INPUT DATA
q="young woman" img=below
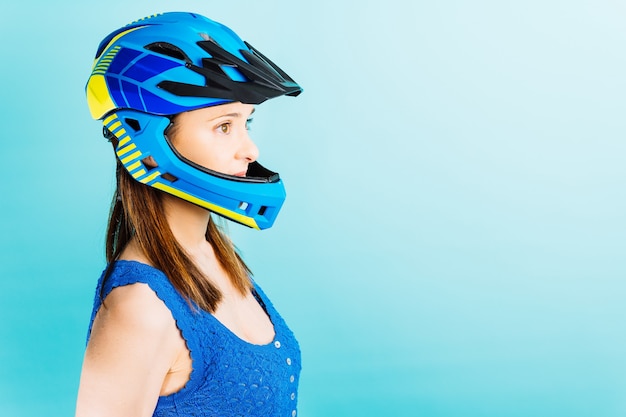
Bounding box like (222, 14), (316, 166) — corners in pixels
(76, 13), (301, 417)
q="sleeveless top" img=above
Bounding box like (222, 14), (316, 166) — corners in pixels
(88, 261), (301, 417)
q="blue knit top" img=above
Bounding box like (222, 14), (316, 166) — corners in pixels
(89, 261), (300, 417)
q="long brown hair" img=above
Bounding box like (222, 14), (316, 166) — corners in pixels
(105, 160), (252, 313)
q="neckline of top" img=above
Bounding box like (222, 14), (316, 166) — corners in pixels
(114, 259), (279, 348)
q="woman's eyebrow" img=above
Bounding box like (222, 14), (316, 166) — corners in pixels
(209, 108), (256, 122)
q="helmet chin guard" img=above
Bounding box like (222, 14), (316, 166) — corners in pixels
(86, 12), (302, 229)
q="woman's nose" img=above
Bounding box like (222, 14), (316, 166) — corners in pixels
(237, 130), (259, 163)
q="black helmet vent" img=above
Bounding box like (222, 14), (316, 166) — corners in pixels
(144, 42), (191, 62)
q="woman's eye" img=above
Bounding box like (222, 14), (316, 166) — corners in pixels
(217, 123), (230, 135)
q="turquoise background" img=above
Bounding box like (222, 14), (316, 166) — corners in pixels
(0, 0), (626, 417)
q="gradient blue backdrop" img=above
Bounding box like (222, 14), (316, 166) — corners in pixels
(0, 0), (626, 417)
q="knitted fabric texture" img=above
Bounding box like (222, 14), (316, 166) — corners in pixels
(89, 261), (301, 417)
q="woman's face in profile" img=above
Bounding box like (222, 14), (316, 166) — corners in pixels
(168, 102), (259, 177)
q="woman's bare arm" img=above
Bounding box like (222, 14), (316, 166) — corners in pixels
(76, 284), (181, 417)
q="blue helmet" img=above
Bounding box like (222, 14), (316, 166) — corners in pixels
(86, 12), (302, 229)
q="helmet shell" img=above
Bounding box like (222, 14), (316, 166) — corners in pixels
(86, 12), (302, 229)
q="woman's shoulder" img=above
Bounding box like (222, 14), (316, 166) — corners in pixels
(100, 282), (172, 331)
(102, 260), (169, 293)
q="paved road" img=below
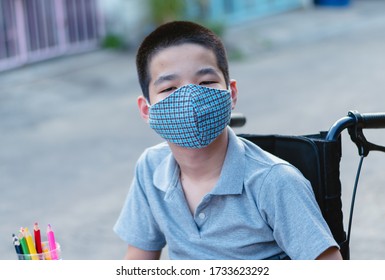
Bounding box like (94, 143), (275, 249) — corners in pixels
(0, 0), (385, 259)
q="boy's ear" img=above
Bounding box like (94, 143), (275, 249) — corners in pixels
(137, 95), (149, 122)
(230, 80), (238, 110)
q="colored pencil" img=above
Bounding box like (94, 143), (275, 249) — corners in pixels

EXERCISE BRIEF
Rewrite the records from their start up to and including the line with "(209, 108), (256, 122)", replacing "blue knit top" with "blue knitted top" and changing nothing else. Omit the pictures from the answer.

RESULT
q="young woman" img=below
Bounding box like (222, 14), (316, 166) — corners in pixels
(76, 13), (301, 417)
q="sleeveless top" img=above
Bounding box like (222, 14), (316, 166) — corners in pixels
(88, 261), (301, 417)
q="blue knitted top" img=above
Bounding box like (222, 14), (316, 166) — corners in pixels
(89, 261), (300, 417)
q="long brown hair" img=above
Bounding box like (222, 14), (316, 166) — corners in pixels
(105, 160), (252, 313)
q="neckline of top" img=above
Bounding box like (222, 14), (316, 166) — corners in pixels
(114, 259), (279, 348)
q="woman's eyebrow" img=above
Bounding box like (222, 14), (316, 166) — corners in pixels
(209, 108), (256, 122)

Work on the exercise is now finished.